== Collection entries ==
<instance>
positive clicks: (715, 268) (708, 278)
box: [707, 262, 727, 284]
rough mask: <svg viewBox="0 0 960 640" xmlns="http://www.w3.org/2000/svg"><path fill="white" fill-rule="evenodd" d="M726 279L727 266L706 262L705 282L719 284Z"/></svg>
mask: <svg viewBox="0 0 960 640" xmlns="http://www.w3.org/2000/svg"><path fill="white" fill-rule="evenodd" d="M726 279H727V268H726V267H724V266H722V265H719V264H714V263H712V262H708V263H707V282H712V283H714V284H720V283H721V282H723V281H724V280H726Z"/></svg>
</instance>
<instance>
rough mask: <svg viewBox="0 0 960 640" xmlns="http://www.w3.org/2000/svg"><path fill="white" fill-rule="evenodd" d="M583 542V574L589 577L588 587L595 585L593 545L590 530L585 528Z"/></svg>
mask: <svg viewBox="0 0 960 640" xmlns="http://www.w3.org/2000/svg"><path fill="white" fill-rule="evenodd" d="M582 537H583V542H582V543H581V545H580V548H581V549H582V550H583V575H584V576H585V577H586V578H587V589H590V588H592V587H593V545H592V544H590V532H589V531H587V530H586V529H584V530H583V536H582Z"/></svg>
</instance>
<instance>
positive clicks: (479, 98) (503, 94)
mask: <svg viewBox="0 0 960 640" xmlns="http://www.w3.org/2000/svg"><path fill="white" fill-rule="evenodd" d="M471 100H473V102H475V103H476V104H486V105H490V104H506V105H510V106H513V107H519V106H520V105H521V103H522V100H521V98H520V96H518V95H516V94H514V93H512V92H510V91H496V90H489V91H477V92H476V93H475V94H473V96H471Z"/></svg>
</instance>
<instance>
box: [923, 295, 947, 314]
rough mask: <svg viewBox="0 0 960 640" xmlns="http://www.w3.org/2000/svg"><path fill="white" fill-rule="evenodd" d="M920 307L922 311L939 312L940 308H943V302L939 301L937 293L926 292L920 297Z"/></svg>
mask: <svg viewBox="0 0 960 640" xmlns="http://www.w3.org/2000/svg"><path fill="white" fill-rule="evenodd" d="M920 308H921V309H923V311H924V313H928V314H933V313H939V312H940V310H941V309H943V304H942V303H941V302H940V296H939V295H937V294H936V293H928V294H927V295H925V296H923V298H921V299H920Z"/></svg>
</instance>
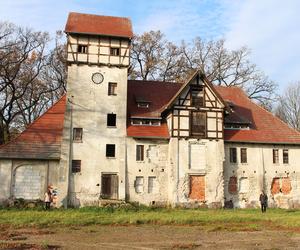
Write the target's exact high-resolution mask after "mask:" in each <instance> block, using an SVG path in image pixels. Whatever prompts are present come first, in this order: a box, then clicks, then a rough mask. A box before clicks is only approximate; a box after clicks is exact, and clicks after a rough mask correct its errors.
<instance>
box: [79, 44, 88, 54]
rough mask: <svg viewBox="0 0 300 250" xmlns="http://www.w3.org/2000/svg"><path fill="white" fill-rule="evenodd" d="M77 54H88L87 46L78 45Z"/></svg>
mask: <svg viewBox="0 0 300 250" xmlns="http://www.w3.org/2000/svg"><path fill="white" fill-rule="evenodd" d="M77 52H78V53H82V54H87V45H82V44H78V47H77Z"/></svg>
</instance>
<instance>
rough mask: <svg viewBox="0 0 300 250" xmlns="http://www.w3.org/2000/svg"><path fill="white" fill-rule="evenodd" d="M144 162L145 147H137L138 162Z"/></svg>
mask: <svg viewBox="0 0 300 250" xmlns="http://www.w3.org/2000/svg"><path fill="white" fill-rule="evenodd" d="M143 160H144V145H136V161H143Z"/></svg>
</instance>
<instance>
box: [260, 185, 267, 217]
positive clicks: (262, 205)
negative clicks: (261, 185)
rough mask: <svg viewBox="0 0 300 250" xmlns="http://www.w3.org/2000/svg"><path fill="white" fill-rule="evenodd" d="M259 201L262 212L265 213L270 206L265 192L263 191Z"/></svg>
mask: <svg viewBox="0 0 300 250" xmlns="http://www.w3.org/2000/svg"><path fill="white" fill-rule="evenodd" d="M259 201H260V205H261V212H262V213H265V212H266V211H267V206H268V196H267V195H266V194H265V192H264V191H263V190H262V191H261V194H260V196H259Z"/></svg>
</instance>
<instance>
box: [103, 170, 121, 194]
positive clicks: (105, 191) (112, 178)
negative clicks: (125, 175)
mask: <svg viewBox="0 0 300 250" xmlns="http://www.w3.org/2000/svg"><path fill="white" fill-rule="evenodd" d="M118 189H119V178H118V176H117V175H116V174H102V177H101V197H102V198H106V199H118Z"/></svg>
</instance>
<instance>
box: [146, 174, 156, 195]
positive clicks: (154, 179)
mask: <svg viewBox="0 0 300 250" xmlns="http://www.w3.org/2000/svg"><path fill="white" fill-rule="evenodd" d="M156 186H157V185H156V177H155V176H149V178H148V193H149V194H152V193H156Z"/></svg>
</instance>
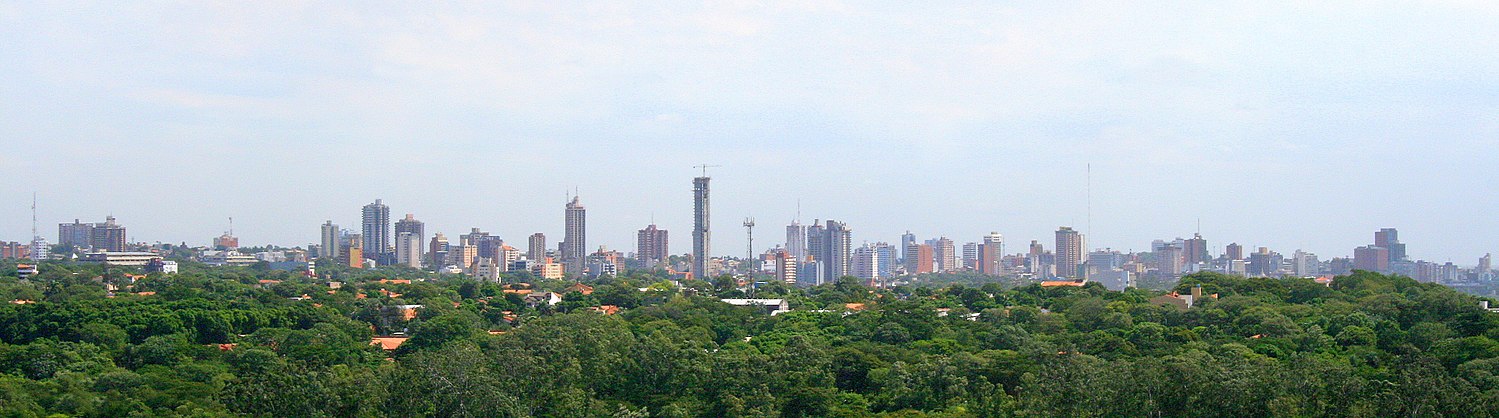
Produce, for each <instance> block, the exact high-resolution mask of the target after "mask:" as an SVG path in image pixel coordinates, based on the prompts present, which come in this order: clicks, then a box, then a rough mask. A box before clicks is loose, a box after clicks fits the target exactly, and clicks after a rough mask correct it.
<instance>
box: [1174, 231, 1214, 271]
mask: <svg viewBox="0 0 1499 418" xmlns="http://www.w3.org/2000/svg"><path fill="white" fill-rule="evenodd" d="M1181 244H1183V247H1181V252H1183V259H1184V261H1186V264H1189V265H1192V264H1202V262H1208V261H1213V255H1208V240H1205V238H1202V234H1192V238H1190V240H1186V241H1181Z"/></svg>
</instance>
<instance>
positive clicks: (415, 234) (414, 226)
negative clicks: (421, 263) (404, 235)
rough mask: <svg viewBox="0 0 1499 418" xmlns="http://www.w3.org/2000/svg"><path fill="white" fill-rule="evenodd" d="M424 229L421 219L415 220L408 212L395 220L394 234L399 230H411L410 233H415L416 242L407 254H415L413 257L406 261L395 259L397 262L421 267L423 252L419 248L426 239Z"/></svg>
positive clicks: (421, 250) (398, 233)
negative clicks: (420, 219) (412, 257)
mask: <svg viewBox="0 0 1499 418" xmlns="http://www.w3.org/2000/svg"><path fill="white" fill-rule="evenodd" d="M424 229H426V226H424V225H423V223H421V220H417V219H415V217H414V216H411V214H409V213H408V214H406V217H405V219H402V220H396V235H400V232H411V235H415V238H417V244H415V246H412V247H411V249H409V252H411V253H409V255H408V256H411V255H415V258H411V261H409V262H406V261H397V262H400V264H408V265H412V264H414V265H412V267H418V268H420V267H421V258H423V253H424V252H423V250H421V243H423V241H426V240H427V234H426V231H424Z"/></svg>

== WHAT TO PRODUCE ==
For this exercise, copy every line of the data that holds "present".

== SOLUTION ==
Write the target's exact high-resolution mask after "mask:" in each <instance> block, using an SVG path in image pixels. Whatever prompts are present come first, in this order: a box, then clicks, then a rough mask. A box before clicks is only approximate; a box after clicks is exact, and clicks after a rough mask correct its errors.
Produce, for each <instance> block, the exact high-resolution mask of the target after "mask:" as an SVG path in image pixel coordinates, based on the prompts present, which come in this order: clicks, then a box, then a rough mask. A box before clicks is loose, a box after clicks fits the target exactly, and clicks after a rough mask correct it.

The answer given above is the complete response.